Repeat verbatim the lines of the data below, beginning with the line containing "Target: tree trunk" and continuing to the end.

Natural-language object grounding data:
*** Block opens ***

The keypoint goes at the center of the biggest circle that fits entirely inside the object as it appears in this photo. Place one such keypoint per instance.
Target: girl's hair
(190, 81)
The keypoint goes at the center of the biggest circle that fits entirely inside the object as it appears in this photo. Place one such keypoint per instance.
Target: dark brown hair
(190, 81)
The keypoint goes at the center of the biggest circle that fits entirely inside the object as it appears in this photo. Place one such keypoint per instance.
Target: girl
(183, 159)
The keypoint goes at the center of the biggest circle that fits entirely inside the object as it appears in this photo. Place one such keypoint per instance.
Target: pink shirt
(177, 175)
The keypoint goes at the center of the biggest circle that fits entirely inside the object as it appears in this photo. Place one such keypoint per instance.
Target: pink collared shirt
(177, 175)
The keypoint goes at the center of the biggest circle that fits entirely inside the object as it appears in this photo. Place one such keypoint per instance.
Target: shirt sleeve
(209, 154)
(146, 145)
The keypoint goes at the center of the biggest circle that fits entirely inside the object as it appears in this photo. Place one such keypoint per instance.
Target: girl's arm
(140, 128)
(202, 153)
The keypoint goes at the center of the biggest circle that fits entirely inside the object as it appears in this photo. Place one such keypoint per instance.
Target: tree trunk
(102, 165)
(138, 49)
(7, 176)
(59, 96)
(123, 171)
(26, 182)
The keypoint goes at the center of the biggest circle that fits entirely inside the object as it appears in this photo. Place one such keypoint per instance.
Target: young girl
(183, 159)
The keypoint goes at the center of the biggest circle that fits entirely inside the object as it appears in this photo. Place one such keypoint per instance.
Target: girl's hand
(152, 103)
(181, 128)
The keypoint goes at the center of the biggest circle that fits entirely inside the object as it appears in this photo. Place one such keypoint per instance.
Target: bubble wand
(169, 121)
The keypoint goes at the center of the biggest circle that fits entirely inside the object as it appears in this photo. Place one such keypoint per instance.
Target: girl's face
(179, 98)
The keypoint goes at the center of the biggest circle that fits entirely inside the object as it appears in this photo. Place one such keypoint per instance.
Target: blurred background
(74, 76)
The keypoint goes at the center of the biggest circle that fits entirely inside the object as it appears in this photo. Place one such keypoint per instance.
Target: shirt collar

*** Block closes ***

> **Problem solution**
Target: tree trunk
(102, 165)
(138, 49)
(7, 176)
(59, 96)
(123, 171)
(26, 182)
The keypoint goes at the center of the biggest circle that fits entirely inside the object as it appears in this photo. Place one such keypoint per instance.
Target: young girl
(183, 159)
The keypoint goes at the center of the biggest circle that fits entirely inside the object as it appears in this photo. Place one such keypoint per instance.
Target: girl's hand
(152, 103)
(181, 128)
The keypoint goes at the center of the biggest circle that fits entirely inside the object as it appears in this photo. Place one such keypoint per instance.
Target: bubble wand
(169, 121)
The keypoint goes at the center of the biggest circle that fits entirely inside the object as it appears in this photo. Place one such keypoint per instance.
Target: girl's face
(179, 98)
The keypoint goes at the center of the biggest circle that fits entirely inside the object as it appears in this photo. Place one such keypoint per instance.
Target: blurred background
(74, 76)
The keypoint goes at the center of the biggest circle that fits entirely inside the object as it appears in this photo. Place one such keypoint per instance.
Target: shirt collar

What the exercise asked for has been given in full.